## Required actions
1 - In the Two Paddocks wine notes, what share of the barrels used for maturation was new oak?
2 - Report how many lines of the listing contain the string "white", counting case-sensitively. Give the number only.

--- start of Supplied text ---

The flagship from Two Paddocks – an organically grown barrel selection from the estate properties. In 2019 this wine was produced from the four Neill family Central Otago vineyards. These small sites are high-density planted in a range of clonal material cropped to under 5 Tonne per hectare with most vineyard practices carried out by hand. As in the vineyard, the wine is hand crafted using traditional methods including a 46% whole bunch, indigenous fermentation and hand plunging. Maturation is in French barriques for 10 months, using a mix of older and new (18%) barrels.
Two Paddocks 2019 above average rainfall over the Winter and early Spring meant soil water remained at luxury levels for vines over the entire growing season. The Summer heat did accumulate though and shoots grew with ease without any destructive winds. Accurate leaf removal and crop thinning meant the vines had a balanced crop load and the fruit was very clean. A noticeable benefit was the lack of wind damaged shoots and leaves which really increases the vines ability to produce energy late into the season. Harvest began on the 3rd April at The Fusilier, Bannockburn and finished on the 26th April at The First Paddock, Gibbston.
Hand harvested, 54% de-stemmed and given a 7 day pre-fermentation cold maceration to extract colour and aroma. After an indigenous fermentation, with a single plunging per day, the wine was given another 5 days post fermentation time on skins. Wine is then transferred to 1-4 (18% new oak) year old French medium toast barriques for a 10-month maturation, before racking and bottling.
Estate Vineyard composition: 37% The Fusilier - Bannockburn, 7% - The Last Chance – Earnscleugh (Alexandra), 40% The Red Bank – Earnscleugh (Alexandra) and 16% The First Paddock – Gibbston.

--- end of Supplied text ---
--- start of Working data ---

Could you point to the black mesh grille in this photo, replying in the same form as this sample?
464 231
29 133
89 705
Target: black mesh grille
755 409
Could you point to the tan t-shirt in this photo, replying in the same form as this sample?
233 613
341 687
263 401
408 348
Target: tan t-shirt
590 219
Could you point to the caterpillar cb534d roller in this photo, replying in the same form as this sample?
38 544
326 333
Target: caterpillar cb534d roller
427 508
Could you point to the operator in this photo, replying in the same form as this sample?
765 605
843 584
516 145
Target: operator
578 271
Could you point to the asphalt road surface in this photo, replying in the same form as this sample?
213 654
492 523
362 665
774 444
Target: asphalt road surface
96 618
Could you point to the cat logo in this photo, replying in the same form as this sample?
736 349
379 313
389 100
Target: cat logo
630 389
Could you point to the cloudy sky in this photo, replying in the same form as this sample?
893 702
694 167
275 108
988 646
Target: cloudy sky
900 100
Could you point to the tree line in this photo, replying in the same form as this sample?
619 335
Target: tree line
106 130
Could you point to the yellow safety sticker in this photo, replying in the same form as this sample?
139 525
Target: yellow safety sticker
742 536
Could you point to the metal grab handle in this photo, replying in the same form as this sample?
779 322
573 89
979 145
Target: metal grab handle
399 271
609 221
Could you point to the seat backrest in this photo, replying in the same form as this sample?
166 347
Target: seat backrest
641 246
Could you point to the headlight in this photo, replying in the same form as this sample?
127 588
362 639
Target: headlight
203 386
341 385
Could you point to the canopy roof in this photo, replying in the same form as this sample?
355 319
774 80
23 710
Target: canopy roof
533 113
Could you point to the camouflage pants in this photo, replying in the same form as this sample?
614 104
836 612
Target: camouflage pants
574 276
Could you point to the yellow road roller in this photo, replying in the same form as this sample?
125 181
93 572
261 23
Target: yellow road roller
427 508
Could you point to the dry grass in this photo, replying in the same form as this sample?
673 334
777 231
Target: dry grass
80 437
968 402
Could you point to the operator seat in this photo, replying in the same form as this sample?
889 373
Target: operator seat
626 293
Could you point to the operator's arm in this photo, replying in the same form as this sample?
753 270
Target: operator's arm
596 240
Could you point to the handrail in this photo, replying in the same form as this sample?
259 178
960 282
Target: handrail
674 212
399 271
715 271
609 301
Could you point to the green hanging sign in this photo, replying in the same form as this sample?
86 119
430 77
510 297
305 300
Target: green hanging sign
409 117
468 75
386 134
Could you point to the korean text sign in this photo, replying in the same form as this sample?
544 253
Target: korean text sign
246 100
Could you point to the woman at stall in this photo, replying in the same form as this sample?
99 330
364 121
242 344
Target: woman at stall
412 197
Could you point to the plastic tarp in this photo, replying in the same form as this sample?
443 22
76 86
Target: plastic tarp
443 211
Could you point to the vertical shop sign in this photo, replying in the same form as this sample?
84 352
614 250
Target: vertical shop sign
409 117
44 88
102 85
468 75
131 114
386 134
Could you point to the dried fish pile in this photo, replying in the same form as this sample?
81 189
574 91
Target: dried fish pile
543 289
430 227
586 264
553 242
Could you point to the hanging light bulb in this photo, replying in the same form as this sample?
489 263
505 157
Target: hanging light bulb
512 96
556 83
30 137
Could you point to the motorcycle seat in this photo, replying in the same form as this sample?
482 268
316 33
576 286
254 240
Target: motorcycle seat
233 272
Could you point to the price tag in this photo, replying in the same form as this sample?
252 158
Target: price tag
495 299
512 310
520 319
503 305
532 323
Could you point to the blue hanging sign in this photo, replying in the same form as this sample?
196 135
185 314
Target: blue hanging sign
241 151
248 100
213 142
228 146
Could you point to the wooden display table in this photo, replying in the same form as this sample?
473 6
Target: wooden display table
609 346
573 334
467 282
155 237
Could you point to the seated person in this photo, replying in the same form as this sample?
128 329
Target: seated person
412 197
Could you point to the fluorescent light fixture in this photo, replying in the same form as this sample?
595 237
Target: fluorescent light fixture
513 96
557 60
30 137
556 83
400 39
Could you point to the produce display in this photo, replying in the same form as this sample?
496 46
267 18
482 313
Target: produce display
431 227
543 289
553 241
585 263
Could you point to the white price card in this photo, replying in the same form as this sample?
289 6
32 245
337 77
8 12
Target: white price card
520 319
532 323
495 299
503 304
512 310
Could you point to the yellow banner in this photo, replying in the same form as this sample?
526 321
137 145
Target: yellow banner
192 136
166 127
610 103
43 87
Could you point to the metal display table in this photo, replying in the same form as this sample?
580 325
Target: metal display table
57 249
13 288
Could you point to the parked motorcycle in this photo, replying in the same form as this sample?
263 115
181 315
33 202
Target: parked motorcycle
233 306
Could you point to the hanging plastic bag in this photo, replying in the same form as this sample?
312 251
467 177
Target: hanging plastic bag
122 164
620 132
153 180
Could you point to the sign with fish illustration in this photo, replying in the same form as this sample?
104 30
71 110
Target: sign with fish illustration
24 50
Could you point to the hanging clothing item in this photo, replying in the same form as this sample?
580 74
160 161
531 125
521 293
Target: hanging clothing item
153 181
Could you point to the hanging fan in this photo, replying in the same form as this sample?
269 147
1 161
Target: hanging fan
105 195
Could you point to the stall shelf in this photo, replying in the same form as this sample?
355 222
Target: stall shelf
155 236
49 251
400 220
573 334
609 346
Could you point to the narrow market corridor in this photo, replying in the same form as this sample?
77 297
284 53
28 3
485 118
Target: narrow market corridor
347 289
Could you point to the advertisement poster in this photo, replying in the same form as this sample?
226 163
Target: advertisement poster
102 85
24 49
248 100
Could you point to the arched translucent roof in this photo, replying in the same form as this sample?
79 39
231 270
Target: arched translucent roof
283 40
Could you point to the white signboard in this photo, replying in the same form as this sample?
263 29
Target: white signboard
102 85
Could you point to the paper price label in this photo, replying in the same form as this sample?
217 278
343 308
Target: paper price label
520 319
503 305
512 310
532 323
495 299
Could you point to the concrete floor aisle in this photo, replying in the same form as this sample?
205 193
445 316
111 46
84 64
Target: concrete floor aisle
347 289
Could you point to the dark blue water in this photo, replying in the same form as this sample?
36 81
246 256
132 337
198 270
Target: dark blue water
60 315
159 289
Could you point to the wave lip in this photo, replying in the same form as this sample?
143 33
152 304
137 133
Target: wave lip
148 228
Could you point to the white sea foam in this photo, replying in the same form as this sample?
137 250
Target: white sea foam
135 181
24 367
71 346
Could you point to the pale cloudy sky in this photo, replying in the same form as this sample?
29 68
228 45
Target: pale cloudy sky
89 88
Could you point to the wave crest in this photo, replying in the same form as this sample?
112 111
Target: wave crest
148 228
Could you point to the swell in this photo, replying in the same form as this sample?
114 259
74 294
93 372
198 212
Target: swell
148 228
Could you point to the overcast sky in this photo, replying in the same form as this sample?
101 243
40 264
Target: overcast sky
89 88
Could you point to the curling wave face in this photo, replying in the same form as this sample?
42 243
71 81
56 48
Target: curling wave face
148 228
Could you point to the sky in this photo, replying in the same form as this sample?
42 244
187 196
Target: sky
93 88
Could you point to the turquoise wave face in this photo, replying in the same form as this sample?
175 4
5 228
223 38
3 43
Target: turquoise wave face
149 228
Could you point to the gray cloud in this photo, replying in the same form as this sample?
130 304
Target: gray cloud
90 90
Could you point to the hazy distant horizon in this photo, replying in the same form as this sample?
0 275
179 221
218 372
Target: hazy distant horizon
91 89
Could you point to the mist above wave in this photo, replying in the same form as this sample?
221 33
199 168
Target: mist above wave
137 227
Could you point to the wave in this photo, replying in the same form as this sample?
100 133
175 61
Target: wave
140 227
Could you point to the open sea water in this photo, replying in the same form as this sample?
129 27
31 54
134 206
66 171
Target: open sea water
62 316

--- end of Working data ---

## Full solutions
1 - 18%

2 - 6